TASK DIRECTIONS:
Tally the lines of the records below that contain the string "clicks", treating uppercase and lowercase as different, and give only that number.

AVAILABLE RECORDS:
-------------------------

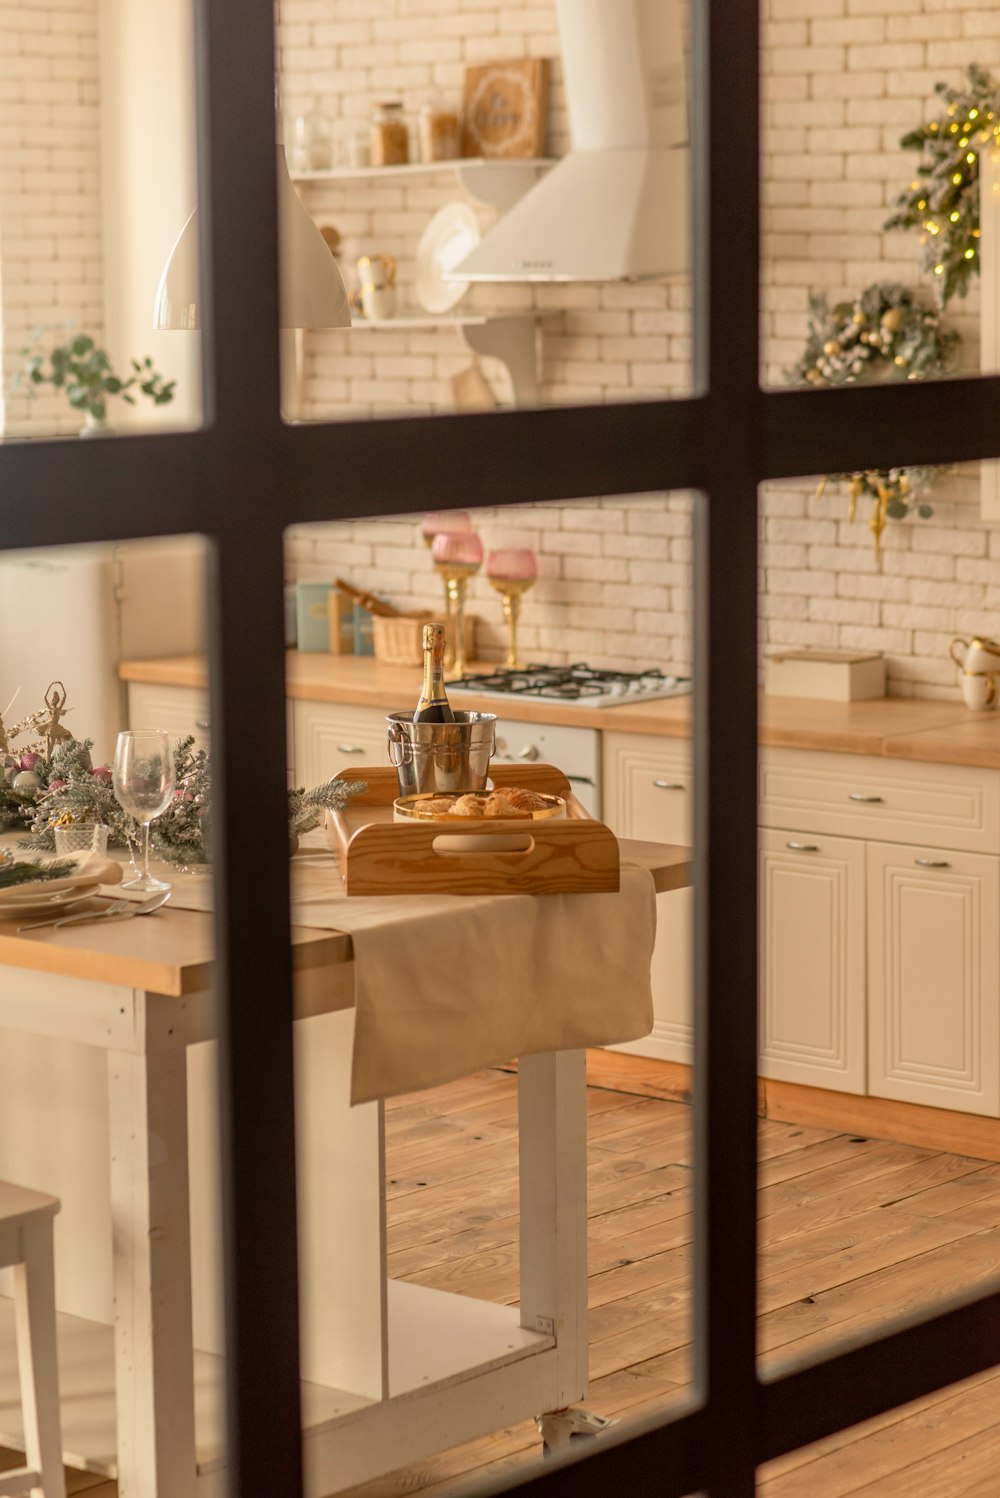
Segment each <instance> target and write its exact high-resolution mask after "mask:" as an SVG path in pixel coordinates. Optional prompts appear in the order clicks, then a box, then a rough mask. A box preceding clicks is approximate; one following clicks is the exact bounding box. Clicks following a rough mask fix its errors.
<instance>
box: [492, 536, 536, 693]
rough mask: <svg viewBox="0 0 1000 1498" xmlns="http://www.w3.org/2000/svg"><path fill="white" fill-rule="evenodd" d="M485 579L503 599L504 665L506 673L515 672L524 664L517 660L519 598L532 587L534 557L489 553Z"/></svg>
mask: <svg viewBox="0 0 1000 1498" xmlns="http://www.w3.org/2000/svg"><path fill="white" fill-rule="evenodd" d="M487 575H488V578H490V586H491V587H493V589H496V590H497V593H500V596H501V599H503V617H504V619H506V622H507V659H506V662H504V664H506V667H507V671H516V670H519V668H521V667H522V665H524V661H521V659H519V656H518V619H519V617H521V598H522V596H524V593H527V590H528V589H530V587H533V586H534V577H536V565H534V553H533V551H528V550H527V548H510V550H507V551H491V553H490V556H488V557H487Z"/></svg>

-------------------------

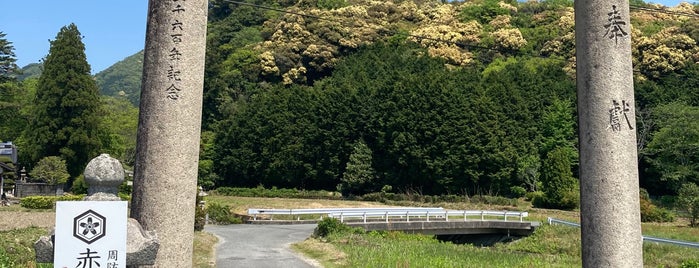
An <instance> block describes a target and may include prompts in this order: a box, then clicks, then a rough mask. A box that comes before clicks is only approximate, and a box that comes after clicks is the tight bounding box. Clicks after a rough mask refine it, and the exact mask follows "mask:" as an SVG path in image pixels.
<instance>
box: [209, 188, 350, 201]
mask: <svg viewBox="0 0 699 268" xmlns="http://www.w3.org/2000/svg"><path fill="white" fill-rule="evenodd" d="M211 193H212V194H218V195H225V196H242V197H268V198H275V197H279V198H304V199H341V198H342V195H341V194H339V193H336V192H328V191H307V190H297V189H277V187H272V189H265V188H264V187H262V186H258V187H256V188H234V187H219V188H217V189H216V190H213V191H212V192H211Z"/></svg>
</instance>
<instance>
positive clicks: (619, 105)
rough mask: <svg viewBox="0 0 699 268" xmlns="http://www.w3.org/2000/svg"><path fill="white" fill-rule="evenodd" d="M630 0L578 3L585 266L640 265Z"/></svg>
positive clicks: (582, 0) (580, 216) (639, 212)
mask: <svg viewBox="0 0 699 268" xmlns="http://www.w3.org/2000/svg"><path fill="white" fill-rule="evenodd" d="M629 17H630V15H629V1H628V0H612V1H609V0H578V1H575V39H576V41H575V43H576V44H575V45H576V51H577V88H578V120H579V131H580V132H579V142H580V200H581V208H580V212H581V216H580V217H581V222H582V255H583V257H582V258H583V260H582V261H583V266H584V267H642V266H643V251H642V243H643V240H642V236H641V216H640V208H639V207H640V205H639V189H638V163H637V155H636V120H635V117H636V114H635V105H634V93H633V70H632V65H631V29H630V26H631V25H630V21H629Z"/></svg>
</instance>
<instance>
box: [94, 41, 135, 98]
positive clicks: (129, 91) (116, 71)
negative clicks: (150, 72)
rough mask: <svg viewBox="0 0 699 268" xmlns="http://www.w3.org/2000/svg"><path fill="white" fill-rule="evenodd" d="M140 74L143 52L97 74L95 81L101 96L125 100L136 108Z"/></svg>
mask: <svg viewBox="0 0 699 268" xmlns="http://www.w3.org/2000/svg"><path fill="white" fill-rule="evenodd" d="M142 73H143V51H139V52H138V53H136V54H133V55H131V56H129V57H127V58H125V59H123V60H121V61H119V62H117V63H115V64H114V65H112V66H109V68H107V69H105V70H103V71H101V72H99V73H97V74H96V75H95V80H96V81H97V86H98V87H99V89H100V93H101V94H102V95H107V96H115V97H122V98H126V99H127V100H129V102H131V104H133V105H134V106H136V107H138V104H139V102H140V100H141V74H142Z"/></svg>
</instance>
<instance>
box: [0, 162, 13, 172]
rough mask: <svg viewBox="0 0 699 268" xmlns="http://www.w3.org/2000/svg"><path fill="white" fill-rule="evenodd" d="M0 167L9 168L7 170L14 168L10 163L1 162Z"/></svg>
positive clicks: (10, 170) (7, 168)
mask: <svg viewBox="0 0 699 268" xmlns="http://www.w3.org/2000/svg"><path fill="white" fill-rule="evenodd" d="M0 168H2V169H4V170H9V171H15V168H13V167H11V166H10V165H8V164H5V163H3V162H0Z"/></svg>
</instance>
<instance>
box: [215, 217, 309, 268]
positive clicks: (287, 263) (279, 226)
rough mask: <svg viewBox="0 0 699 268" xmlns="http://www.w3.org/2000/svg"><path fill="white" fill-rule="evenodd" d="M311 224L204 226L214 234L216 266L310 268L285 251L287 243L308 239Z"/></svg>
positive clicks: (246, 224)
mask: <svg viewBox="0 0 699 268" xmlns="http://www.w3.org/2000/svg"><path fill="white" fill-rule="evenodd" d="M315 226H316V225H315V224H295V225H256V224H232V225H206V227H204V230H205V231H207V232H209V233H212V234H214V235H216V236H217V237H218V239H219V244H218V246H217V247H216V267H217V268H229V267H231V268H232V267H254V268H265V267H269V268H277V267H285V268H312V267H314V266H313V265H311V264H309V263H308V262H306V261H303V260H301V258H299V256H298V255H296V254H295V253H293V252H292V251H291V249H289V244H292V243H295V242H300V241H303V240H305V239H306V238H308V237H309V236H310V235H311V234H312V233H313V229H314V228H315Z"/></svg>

-------------------------

OUTPUT FOR THIS TASK:
9